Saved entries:
"""
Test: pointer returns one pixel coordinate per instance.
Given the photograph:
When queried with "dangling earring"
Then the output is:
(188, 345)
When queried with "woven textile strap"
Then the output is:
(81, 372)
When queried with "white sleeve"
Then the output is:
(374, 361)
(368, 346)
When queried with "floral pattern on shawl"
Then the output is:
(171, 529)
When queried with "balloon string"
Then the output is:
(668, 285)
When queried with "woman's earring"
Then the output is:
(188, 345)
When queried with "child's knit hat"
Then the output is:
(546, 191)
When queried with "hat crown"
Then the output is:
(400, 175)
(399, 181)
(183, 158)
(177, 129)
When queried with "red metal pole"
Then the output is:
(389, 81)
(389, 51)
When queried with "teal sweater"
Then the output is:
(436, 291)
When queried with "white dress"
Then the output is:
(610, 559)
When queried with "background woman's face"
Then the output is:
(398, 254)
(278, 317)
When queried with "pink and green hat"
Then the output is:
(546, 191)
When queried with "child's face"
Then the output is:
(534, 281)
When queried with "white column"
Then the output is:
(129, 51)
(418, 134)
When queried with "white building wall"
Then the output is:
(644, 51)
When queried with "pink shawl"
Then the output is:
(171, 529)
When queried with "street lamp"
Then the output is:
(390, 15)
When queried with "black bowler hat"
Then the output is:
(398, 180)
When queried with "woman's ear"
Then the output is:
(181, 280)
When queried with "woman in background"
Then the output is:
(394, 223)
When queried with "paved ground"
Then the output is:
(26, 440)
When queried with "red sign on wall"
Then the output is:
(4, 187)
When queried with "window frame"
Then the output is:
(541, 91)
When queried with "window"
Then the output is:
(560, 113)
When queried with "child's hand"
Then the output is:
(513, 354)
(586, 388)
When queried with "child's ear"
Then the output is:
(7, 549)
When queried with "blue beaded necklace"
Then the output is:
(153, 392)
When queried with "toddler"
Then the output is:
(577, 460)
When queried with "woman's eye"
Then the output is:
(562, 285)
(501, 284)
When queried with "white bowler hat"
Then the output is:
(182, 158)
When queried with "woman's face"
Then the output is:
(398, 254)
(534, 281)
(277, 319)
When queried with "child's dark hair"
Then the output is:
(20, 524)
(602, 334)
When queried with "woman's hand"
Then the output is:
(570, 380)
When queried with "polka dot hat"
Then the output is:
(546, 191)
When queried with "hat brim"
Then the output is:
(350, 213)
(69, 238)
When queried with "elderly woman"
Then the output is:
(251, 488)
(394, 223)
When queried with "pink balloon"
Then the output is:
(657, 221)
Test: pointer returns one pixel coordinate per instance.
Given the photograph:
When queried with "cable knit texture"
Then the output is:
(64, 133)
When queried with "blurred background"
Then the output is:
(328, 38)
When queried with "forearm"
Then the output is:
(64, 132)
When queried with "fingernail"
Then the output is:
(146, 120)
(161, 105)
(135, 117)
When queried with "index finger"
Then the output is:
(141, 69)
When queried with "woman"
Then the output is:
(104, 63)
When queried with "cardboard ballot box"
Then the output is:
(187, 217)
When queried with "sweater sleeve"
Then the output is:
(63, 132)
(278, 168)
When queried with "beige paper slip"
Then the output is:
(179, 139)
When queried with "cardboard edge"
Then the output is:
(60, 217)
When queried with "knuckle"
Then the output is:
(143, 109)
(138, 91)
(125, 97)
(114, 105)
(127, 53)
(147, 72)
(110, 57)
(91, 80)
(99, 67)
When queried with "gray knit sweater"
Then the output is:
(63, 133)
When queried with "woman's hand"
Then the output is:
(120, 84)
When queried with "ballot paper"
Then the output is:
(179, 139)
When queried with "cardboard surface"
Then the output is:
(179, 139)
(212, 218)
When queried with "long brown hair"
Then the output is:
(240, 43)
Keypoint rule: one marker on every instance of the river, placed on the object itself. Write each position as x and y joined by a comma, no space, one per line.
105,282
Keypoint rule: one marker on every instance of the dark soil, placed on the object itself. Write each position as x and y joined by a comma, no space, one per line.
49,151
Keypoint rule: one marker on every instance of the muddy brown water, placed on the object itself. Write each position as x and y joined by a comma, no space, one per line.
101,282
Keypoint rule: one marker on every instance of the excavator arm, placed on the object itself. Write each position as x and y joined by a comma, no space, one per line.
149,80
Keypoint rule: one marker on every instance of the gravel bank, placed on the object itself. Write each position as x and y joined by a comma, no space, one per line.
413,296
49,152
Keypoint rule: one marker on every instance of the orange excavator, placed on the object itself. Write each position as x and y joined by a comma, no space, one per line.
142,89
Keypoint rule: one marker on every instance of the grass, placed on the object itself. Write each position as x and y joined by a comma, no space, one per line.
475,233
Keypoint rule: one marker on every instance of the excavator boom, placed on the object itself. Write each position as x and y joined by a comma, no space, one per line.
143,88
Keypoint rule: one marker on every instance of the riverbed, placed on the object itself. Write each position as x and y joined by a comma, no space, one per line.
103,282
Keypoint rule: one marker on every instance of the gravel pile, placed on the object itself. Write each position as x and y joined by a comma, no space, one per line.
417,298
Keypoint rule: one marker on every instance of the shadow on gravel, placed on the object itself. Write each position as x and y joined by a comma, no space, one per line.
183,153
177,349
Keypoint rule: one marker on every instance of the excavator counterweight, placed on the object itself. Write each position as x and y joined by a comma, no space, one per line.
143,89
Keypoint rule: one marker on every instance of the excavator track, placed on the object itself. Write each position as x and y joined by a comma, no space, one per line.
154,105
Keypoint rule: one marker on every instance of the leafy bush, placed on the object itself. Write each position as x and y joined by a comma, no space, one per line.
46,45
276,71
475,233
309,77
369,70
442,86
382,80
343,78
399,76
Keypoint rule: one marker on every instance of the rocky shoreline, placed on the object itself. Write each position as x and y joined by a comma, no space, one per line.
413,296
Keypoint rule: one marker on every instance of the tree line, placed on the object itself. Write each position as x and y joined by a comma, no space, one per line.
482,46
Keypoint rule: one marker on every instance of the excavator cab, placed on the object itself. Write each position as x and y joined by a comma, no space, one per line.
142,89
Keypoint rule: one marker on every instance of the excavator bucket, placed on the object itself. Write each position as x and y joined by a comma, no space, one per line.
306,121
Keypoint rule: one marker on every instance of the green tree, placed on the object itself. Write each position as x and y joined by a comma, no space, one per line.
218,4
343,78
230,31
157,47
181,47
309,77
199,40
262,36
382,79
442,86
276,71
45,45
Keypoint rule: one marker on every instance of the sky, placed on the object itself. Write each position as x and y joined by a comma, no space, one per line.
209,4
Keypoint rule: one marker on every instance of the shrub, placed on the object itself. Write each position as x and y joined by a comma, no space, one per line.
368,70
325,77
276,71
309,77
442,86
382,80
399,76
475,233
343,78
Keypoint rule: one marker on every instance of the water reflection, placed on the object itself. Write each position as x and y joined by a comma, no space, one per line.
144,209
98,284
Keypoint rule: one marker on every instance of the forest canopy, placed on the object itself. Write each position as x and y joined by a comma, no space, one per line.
"""
» Work request
Every entry needs to be copied again, word for word.

» Solution to the problem
Test: pointer returns one pixel coordinate per instance.
Given the photograph:
When queried with "dangling earring"
Then the output is:
(188, 345)
When queried with "woven textile strap"
Then the output is:
(81, 372)
When queried with "white sleeve"
Then the output is:
(374, 361)
(368, 346)
When queried with "floral pattern on shawl"
Then the output is:
(171, 529)
When queried with "balloon string"
Then the output is:
(668, 285)
When queried with "woman's earring"
Then the output is:
(188, 345)
When queried with "child's knit hat"
Then the output is:
(546, 191)
When queried with "hat crown"
Then the output is:
(400, 175)
(399, 181)
(183, 158)
(177, 129)
When queried with "red metal pole"
Then the output is:
(389, 81)
(389, 51)
When queried with "teal sweater"
Then the output is:
(436, 291)
When queried with "white dress"
Then the output is:
(610, 559)
When queried with "background woman's face"
Then the output is:
(398, 254)
(278, 317)
When queried with "pink and green hat"
Then the output is:
(546, 191)
When queried with "child's face"
Then the output is:
(534, 281)
When queried with "white column"
Then the output is:
(129, 51)
(418, 134)
When queried with "white building wall"
Then the output is:
(644, 51)
When queried with "pink shawl"
Then the output is:
(171, 529)
When queried with "street lamp"
Then the output is:
(390, 15)
When queried with "black bowler hat"
Then the output is:
(398, 180)
When queried with "woman's ear"
Then the output is:
(181, 280)
When queried with "woman in background"
Then the output is:
(394, 223)
When queried with "paved ground"
Then the output is:
(26, 440)
When queried with "red sign on wall"
Then the output is:
(4, 187)
When queried with "window frame"
Then the output is:
(541, 91)
When queried with "window"
Then the output is:
(560, 113)
When queried with "child's hand"
Then the output is:
(513, 354)
(586, 388)
When queried with "child's ear"
Then the output is:
(7, 549)
When queried with "blue beaded necklace"
Then the output is:
(153, 392)
When queried with "toddler"
Then the output is:
(577, 460)
When queried with "woman's eye"
Then the output is:
(562, 285)
(501, 284)
When queried with "white bowler hat"
Then the output is:
(182, 158)
When queried with "woman's face"
Then the output is:
(398, 254)
(534, 281)
(277, 319)
When queried with "child's dark hair"
Then the output is:
(20, 524)
(602, 334)
When queried with "woman's hand"
Then the output is:
(570, 380)
When queried with "polka dot hat"
Then the output is:
(546, 191)
When queried with "hat brim"
Then the output is:
(350, 213)
(69, 238)
When queried with "elderly woman"
Then the output is:
(251, 488)
(394, 223)
When queried with "pink balloon"
Then the output is:
(657, 221)
Test: pointer returns one pixel coordinate per instance.
Given the photograph:
When queried with "cable knit texture"
Then the output is:
(64, 133)
When queried with "blurred background"
Then the output is:
(328, 38)
When queried with "forearm"
Then the output is:
(64, 132)
When queried with "fingernail"
Then the output is:
(146, 120)
(161, 105)
(135, 117)
When queried with "index finger"
Then the output is:
(141, 69)
When queried with "woman"
Then the output is:
(104, 63)
When queried with "cardboard ballot box"
Then the output is:
(187, 217)
When queried with "sweater sleeve"
Then the output is:
(63, 132)
(278, 168)
When queried with "beige paper slip"
Then the output is:
(179, 139)
When queried with "cardboard edge"
Then the output is:
(60, 217)
When queried with "knuckle"
Then the output is:
(143, 109)
(138, 91)
(125, 97)
(114, 105)
(127, 53)
(147, 72)
(110, 57)
(91, 80)
(99, 67)
When queried with "gray knit sweater"
Then the output is:
(63, 133)
When queried with "woman's hand"
Then the output is:
(120, 84)
When queried with "ballot paper"
Then the output is:
(179, 139)
When queried with "cardboard surface"
Then the output is:
(179, 139)
(212, 218)
When queried with "long brown hair"
Then the output is:
(240, 43)
Keypoint rule: one marker on every instance of the river, placed on the object itself. Write each position as x and y joined by a comma, no space, one per line.
105,282
Keypoint rule: one marker on every instance of the dark soil, placed on the object itself. Write each position as x and y joined by a comma, no space, one per line.
49,151
Keypoint rule: one marker on every instance of the muddy brown water, placed on the object itself. Write each position as x and y joined by a comma, no space, one per line.
101,282
Keypoint rule: one marker on every instance of the excavator arm, placed on the object itself. Write each position as x and y joined by a comma, no space, one per line.
149,80
Keypoint rule: one marker on every instance of the gravel bank, placed on the object itself. Write each position as x and y joined by a comma, no space, one per line.
413,296
49,152
Keypoint rule: one marker on every instance of the orange excavator, placed on the object itself. Write each position as x and y joined by a comma, no space, one per line.
142,89
Keypoint rule: one marker on every instance of the grass, placed on the object itself. Write each position as x and y joined by a comma, no space, one per line.
475,233
Keypoint rule: one marker on every instance of the excavator boom, placed on the object itself. Write each position as x and y joined by a comma, no space, one per line.
143,88
Keypoint rule: one marker on every instance of the riverbed, placed on the object itself. Write each position as x and y joined by a comma, no space, one per line.
103,282
Keypoint rule: one marker on every instance of the gravel pile, placed on the object itself. Write each position as x and y joined by a comma, no space, one per line.
417,298
Keypoint rule: one marker on every instance of the shadow on gravel, placed on the object itself. Write each position as x and y joined by a comma, no space, one per line.
183,153
177,349
Keypoint rule: one marker on every instance of the excavator counterweight, placed on the object itself. Write each position as x and y joined by a comma, no space, one per line.
143,89
Keypoint rule: one marker on every instance of the excavator track, placed on the object itself. Write each position as x and y joined by a comma, no space, one per line.
154,105
Keypoint rule: one marker on every instance of the leafy bush, placed on the object itself. Write each position as x and y joined by a comma, no space, one per line.
46,45
276,71
475,233
309,77
369,70
442,86
382,80
343,78
399,76
Keypoint rule: one marker on every instance of the rocky shoreline, placed on the object itself. Write each position as x and y joined by a comma, no space, one per line.
413,296
Keypoint rule: one marker on every instance of the tree line, placed on the object itself. Write each position as x and y joined by a comma, no space, one per line.
482,46
Keypoint rule: one marker on every instance of the excavator cab, placed on the object itself. Write each position as x and y joined by a comma, no space, one per line.
142,89
Keypoint rule: one marker on every instance of the excavator bucket, placed on the object itself. Write each position as x and y joined by a comma, no space, one per line.
306,121
Keypoint rule: one marker on every instance of the green tree, placed on the object itself. Write each position as x and y joined by a comma, no space, one per line.
218,4
343,78
230,31
157,47
181,47
309,77
199,40
262,36
382,79
442,86
276,71
45,45
Keypoint rule: one marker on every instance of the sky, placed on the object itself. Write each position as x and y joined by a comma, no space, one per line.
209,4
Keypoint rule: one marker on every instance of the shrub, placed on the object itself. Write each position as x and y joined by a comma, no space, one per line.
368,70
325,77
276,71
309,77
442,86
382,80
399,76
475,233
343,78
Keypoint rule: one marker on every instance of the water reflection, placed on the object itself. Write each position as x and y joined by a comma, no space, one per line.
144,209
98,284
Keypoint rule: one marker on every instance of the forest canopy, placed on the object itself. Write each position as x and y joined by a comma, no space, one per line.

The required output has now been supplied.